**GOAL 1**
In the forum thread on clean website design, ShirlandDesign posts "Blank Tees Make Me Cry." Using only the thread, explain in one to three sentences why blank tees cause that reaction.
**GOAL 2**
Carry on the forum thread about clean website design from its last post.

Start of PASSAGE PROVIDED

# simple and clean website design



## BWC07 (May 5, 2009)

It is important when designing a website and e-commerce site that you have a very clean design that speaking to your target audience.


----------



## LordRomulus (May 9, 2009)

simple and to the point yes.


----------



## T Shirt Time (Mar 18, 2013)

Can anyone recommend a company to build an E Commerce site for us?


----------



## VeeLove (Jul 18, 2010)

woocommerce is a great starter. DecoNetwork and InkSoft are also options.


----------



## ShirlandDesign (Nov 29, 2009)

> Blank Tees Make Me Cry



when they are needed at 9:00 tomorrow morning, and the stencils are drying as we speak.


----------



## VeeLove (Jul 18, 2010)

ShirlandDesign said:


> when they are needed at 9:00 tomorrow morning, and the stencils are drying as we speak.


tell me about it! 
Post pics of the shirts and you after your done in the morning, give us all hope lol.


----------



## ShirlandDesign (Nov 29, 2009)

The only 2 screens left in the rack coated were a 85 and a 230 that had been in there for a few weeks.

End of PASSAGE PROVIDED
Start of DATA EXCERPTS

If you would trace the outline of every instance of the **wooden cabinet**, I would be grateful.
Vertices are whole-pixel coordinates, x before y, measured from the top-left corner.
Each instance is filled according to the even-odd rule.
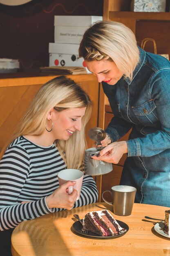
[[[0,152],[10,140],[12,133],[27,108],[33,97],[42,85],[56,76],[35,76],[26,73],[0,75]],[[10,76],[11,77],[10,78]],[[93,102],[92,113],[86,129],[88,146],[94,143],[87,136],[88,131],[98,126],[100,85],[91,74],[71,75],[80,83]]]
[[[169,54],[170,56],[170,12],[137,12],[130,11],[131,0],[104,0],[103,20],[121,22],[129,27],[134,33],[137,42],[141,46],[142,40],[146,38],[155,40],[158,54]],[[152,42],[146,45],[145,50],[154,52]],[[105,128],[113,117],[112,110],[106,96],[103,96],[101,90],[104,105],[104,117],[103,123],[99,123],[100,127]],[[102,108],[101,106],[100,108]],[[101,120],[102,115],[101,114]],[[103,126],[102,126],[103,125]],[[120,140],[128,139],[130,131]],[[118,164],[113,165],[113,171],[101,177],[101,192],[110,189],[111,187],[119,185],[125,160],[125,154]],[[109,193],[105,197],[110,200]],[[102,201],[102,199],[101,199]]]
[[[130,11],[131,0],[104,0],[103,19],[121,22],[136,35],[139,46],[146,38],[154,39],[157,53],[170,56],[170,12],[139,12]],[[154,52],[152,43],[145,50]]]

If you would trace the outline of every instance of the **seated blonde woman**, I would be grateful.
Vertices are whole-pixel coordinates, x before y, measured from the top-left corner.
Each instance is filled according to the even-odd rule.
[[[80,198],[59,186],[57,174],[80,169],[92,102],[74,81],[56,78],[39,90],[0,162],[0,251],[11,255],[11,236],[23,220],[96,202],[92,177],[85,174]]]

End of DATA EXCERPTS

**TASK RESULT 1**
The shirts are needed at 9:00 the next morning, and the stencils for printing them are still drying.

**TASK RESULT 2**
Our 1400 that is normally used for films was needing a magenta cartridge and refusing to cooperate. Tried disabling the ink monitor, didn't work. Used a Dremmel tool to "modify" a black cartridge to fit in the magenta slot, no good. So we ended up splicing letter sized vellum's from the glass etching end of the shop to burn the stencils.

Banged out 30 2 color l.c.'s and 30 2 color full backs in right at an hour (including cleaning the ink and re registering). 

And enclosed is the joy full shirt, soon to entered in Screen Print magazines design competition....not.


----------



## splathead (Dec 4, 2005)

ShirlandDesign said:


> when they are needed at 9:00 tomorrow morning, and the stencils are drying as we speak.


I think you're posting in the wrong thread. What does this have to do with website design? what thread should you be in?


----------



## ShirlandDesign (Nov 29, 2009)

Just replying to a quote I read in passing, then answering a question asked of me. Drawing within the lines is not something I do well. 

But while we're on the subject, "Thread Drift" if far enough out of the interest of the discussion will simply be ignored. 

I tend to look at these exchanges as conversations, not high school lectures. While I understand your sense of propriety, expanding a conversation can lead to unexpected and rewarding dialog s.

More on topic, I would learn to build your own with Open Cart, the real effort is what you want to convey, not the nuts and bolts of making it work. Even if you outsource the building of a site, you'll be doing 90% of the work anyway.


----------



## brad7821 (Mar 28, 2015)

T Shirt Time said:


> Can anyone recommend a company to build an E Commerce site for us?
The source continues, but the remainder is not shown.